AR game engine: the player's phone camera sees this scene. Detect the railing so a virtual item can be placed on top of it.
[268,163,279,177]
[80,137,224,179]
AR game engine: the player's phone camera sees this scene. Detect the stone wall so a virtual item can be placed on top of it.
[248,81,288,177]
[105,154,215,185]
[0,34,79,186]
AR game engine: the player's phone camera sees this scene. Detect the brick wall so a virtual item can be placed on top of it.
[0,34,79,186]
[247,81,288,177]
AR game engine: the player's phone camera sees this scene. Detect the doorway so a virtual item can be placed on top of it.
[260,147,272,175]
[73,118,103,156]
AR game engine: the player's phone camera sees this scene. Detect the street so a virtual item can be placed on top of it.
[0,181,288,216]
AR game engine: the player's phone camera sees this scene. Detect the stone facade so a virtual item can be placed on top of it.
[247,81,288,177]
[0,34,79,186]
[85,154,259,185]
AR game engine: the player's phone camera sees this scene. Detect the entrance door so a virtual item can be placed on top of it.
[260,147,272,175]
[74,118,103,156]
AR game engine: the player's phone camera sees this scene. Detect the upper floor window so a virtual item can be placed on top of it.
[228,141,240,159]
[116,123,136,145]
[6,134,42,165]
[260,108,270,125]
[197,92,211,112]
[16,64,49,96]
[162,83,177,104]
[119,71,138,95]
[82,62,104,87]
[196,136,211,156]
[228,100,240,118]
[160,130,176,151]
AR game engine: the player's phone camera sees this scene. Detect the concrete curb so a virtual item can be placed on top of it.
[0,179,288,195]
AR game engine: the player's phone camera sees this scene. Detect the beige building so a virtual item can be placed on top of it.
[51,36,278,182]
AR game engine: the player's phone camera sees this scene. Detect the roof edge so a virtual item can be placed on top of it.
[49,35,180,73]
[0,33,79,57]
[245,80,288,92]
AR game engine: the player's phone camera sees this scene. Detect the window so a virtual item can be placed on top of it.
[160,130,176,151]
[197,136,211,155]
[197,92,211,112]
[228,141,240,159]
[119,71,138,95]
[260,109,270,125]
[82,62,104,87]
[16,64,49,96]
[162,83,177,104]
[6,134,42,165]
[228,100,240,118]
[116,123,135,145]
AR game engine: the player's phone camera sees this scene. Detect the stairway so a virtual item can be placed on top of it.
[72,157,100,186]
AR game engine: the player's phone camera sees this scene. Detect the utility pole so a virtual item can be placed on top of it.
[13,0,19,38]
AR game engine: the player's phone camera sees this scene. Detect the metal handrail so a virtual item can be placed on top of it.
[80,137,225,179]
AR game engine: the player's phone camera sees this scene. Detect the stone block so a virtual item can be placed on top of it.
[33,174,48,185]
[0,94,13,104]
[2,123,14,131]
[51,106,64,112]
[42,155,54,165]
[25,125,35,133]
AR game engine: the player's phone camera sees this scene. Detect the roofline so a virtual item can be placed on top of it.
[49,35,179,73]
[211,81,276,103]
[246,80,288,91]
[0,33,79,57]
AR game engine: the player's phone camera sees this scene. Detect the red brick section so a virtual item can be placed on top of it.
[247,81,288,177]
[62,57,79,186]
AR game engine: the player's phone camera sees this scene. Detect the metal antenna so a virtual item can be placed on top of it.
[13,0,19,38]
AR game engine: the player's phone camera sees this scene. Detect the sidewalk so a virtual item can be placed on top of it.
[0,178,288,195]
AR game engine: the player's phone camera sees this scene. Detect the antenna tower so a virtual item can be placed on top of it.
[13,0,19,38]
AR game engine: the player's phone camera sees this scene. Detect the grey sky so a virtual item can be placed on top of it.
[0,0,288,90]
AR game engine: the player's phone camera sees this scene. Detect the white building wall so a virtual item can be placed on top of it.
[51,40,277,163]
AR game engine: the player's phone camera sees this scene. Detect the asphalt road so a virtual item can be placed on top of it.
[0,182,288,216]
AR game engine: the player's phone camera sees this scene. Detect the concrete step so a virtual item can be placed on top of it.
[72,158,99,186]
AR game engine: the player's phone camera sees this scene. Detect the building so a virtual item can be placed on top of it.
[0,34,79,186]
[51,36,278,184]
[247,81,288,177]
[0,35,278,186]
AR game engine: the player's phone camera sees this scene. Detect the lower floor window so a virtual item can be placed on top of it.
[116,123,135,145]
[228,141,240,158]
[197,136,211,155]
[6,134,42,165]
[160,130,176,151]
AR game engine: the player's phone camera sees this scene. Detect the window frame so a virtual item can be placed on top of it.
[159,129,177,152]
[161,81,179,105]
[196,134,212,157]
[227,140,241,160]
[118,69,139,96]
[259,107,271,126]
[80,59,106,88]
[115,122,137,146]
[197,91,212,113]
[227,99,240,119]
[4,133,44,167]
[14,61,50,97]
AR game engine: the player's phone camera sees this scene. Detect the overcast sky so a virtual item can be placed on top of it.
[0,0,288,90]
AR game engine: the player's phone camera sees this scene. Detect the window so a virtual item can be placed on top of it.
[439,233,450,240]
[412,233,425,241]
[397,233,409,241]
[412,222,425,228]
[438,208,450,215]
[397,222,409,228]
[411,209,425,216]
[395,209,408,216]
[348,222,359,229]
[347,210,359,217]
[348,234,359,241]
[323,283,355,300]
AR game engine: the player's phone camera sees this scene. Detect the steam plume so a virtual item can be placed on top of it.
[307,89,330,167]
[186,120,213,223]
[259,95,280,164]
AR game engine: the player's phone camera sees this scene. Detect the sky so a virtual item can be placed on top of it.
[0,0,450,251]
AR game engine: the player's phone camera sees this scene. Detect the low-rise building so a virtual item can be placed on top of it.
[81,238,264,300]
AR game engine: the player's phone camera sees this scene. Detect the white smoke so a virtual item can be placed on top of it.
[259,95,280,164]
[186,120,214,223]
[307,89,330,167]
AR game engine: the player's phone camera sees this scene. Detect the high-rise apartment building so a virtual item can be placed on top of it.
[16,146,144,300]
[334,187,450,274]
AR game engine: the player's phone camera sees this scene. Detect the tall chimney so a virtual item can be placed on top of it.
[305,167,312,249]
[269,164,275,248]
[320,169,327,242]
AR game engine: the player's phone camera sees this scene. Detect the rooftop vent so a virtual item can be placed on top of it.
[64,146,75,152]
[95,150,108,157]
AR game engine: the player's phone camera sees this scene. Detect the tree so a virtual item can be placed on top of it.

########################################

Write every line of the material above as a JSON list of strings, with one string per line and blank lines omitted.

**THE SOLUTION**
[
  "AR game engine: the player's phone camera sees this scene. Detect the railing so a virtual item can be placed on top of it.",
  "[268,163,279,177]",
  "[80,137,224,179]",
  "AR game engine: the player's phone camera sees this scene. Detect the stone wall so a virtual item can be placed on top of it.",
  "[248,81,288,177]",
  "[105,154,215,185]",
  "[0,34,79,186]",
  "AR game engine: the player's phone camera sees this scene. Detect the brick wall so a virtual item can be placed on top of it.",
  "[0,34,79,186]",
  "[247,81,288,177]",
  "AR game engine: the player's phone camera sees this scene. Detect the doorway so a virtual item can be placed on top of it.",
  "[260,147,272,175]",
  "[73,118,103,156]",
  "AR game engine: the player's phone camera sees this scene. Detect the street so a virtual item can be placed on top of it.",
  "[0,181,288,216]",
  "AR game engine: the player's phone camera sees this scene. Detect the stone facade so a virtual item can be placed on top of it.",
  "[247,81,288,177]",
  "[0,34,79,186]",
  "[85,154,259,185]",
  "AR game engine: the player's phone camera sees this scene. Detect the entrance door so a virtual item can be placed on top of it.",
  "[260,147,272,175]",
  "[74,118,103,156]",
  "AR game engine: the player's phone camera sees this scene. Detect the upper floor window so a virtual item can be placed on top of it.",
  "[228,141,240,159]",
  "[116,123,136,145]",
  "[6,134,42,165]",
  "[260,108,270,125]",
  "[197,92,211,112]",
  "[16,64,49,96]",
  "[162,83,177,104]",
  "[119,71,138,95]",
  "[82,62,104,87]",
  "[196,136,211,156]",
  "[228,100,240,118]",
  "[160,130,176,151]",
  "AR game engine: the player's phone camera sees this scene. Detect the concrete curb so a virtual item can be placed on top of it.",
  "[0,179,288,195]",
  "AR game engine: the player's phone camera sees this scene. Detect the beige building so a virtual item can be placed on top of it.",
  "[51,36,278,182]",
  "AR game engine: the player's phone camera sees this scene. Detect the roof edge so a virtual item can be placed on top of it.",
  "[49,35,180,73]",
  "[0,33,79,57]",
  "[245,80,288,92]",
  "AR game engine: the player's phone camera sees this scene. Detect the window so a virtual item can be placed on top of it.",
  "[160,130,176,151]",
  "[197,136,211,155]",
  "[197,92,211,112]",
  "[228,141,240,159]",
  "[119,71,138,95]",
  "[260,109,270,125]",
  "[82,62,104,87]",
  "[16,64,49,96]",
  "[162,83,177,104]",
  "[6,134,42,165]",
  "[228,100,240,118]",
  "[116,123,135,145]",
  "AR game engine: the player's phone camera sees this scene. Detect the stairway so a virtual item can be placed on top of it.",
  "[72,157,100,186]",
  "AR game engine: the player's phone camera sees this scene. Detect the utility pole so a virtual item can be placed on top of it.",
  "[13,0,19,38]",
  "AR game engine: the player's phone camera sees this scene. Detect the metal handrail so a virtual item can be placed on top of it.",
  "[80,137,225,179]",
  "AR game engine: the player's phone camera sees this scene. Detect the stone block so a virtual item can be placed on top of it.",
  "[33,174,48,185]",
  "[0,94,13,104]",
  "[2,123,14,131]",
  "[51,106,64,112]",
  "[42,155,54,165]",
  "[25,125,35,133]",
  "AR game engine: the player's phone camera sees this scene. Detect the roofline so a virtual item can be placed on top of it.",
  "[49,35,179,73]",
  "[211,81,276,103]",
  "[246,80,288,91]",
  "[0,33,79,57]",
  "AR game engine: the player's phone camera sees this scene. Detect the red brick section so a virtual item can be placed on top of it.",
  "[247,81,288,177]",
  "[62,57,79,186]",
  "AR game engine: the player's phone camera sees this scene. Detect the metal antenna so a virtual item can be placed on top of it.",
  "[13,0,19,38]",
  "AR game engine: the player's phone camera sees this scene. Detect the sidewalk so a virtual item can be placed on top of it.",
  "[0,178,288,195]",
  "AR game engine: the player's phone camera sees this scene. Detect the antenna tower so a virtual item can be placed on top of it.",
  "[13,0,19,38]",
  "AR game engine: the player's phone camera sees this scene. Detect the grey sky so a virtual item can be placed on top of it.",
  "[0,0,288,90]",
  "AR game engine: the player's phone camera sees this scene. Detect the white building wall so a virtual item can be placed on top of it.",
  "[51,40,277,163]",
  "AR game engine: the player's phone camera sees this scene. Detect the asphalt road so a virtual item can be placed on top of it.",
  "[0,182,288,216]",
  "AR game engine: the player's phone camera sees this scene. Detect the concrete step so a virtual item can be placed on top of it.",
  "[72,158,99,186]",
  "AR game engine: the player's phone camera sees this scene. Detect the building so a virtual item can be placed on top of it.",
  "[0,34,79,186]",
  "[51,36,278,184]",
  "[247,81,288,177]",
  "[0,35,278,186]",
  "AR game engine: the player's phone camera sees this scene. Detect the lower floor window so a virtual item can be placed on top of it.",
  "[116,123,135,145]",
  "[228,141,240,158]",
  "[197,136,211,155]",
  "[6,134,42,165]",
  "[160,130,176,151]",
  "AR game engine: the player's phone camera sees this scene. Detect the window frame so a virtual item can be placed on top of it.",
  "[159,129,177,152]",
  "[161,81,179,105]",
  "[196,134,212,157]",
  "[227,140,241,160]",
  "[118,69,139,96]",
  "[259,107,271,126]",
  "[80,59,106,88]",
  "[115,122,137,146]",
  "[197,91,212,113]",
  "[227,99,240,119]",
  "[4,133,44,167]",
  "[14,61,50,97]",
  "AR game engine: the player's phone camera sees this scene. Detect the overcast sky so a virtual item can be placed on top of it.",
  "[0,0,288,90]",
  "AR game engine: the player's phone camera sees this scene. Detect the window so a virtual item can be placed on top of it.",
  "[439,233,450,240]",
  "[412,233,425,241]",
  "[397,233,409,241]",
  "[412,222,425,228]",
  "[438,208,450,215]",
  "[397,222,409,228]",
  "[411,209,425,216]",
  "[395,209,408,216]",
  "[348,222,359,229]",
  "[347,210,359,217]",
  "[348,234,359,241]",
  "[323,283,355,300]",
  "AR game engine: the player's phone camera sees this scene. Detect the steam plume so a virtual item can be placed on top of it.",
  "[307,89,330,167]",
  "[186,120,213,223]",
  "[259,95,280,164]",
  "AR game engine: the player's phone camera sees this scene. Detect the sky so a virtual item can be placed on top of it.",
  "[0,0,450,251]",
  "AR game engine: the player's phone camera sees this scene. Detect the low-rise building so a virtual item can be placed on top of it.",
  "[81,238,264,300]",
  "AR game engine: the player's phone camera sees this scene. Detect the white smoke so a virtual item can be placed on top of it.",
  "[259,95,280,164]",
  "[186,120,214,223]",
  "[307,89,330,167]",
  "AR game engine: the player's phone camera sees this scene. Detect the high-rise apartment building so a virtual item can be placed on top of it.",
  "[16,146,144,300]",
  "[334,187,450,274]",
  "AR game engine: the player's phone camera sees this scene. Detect the tall chimney so a virtual item can be placed on top of it.",
  "[305,167,312,249]",
  "[269,164,275,248]",
  "[320,169,327,242]",
  "AR game engine: the player's phone camera sees this scene. Detect the rooftop vent so a virtual item can be placed on top of it.",
  "[64,146,75,152]",
  "[95,150,108,157]",
  "AR game engine: the player's phone camera sees this scene. Detect the tree so a virtual item can be placed on top of it."
]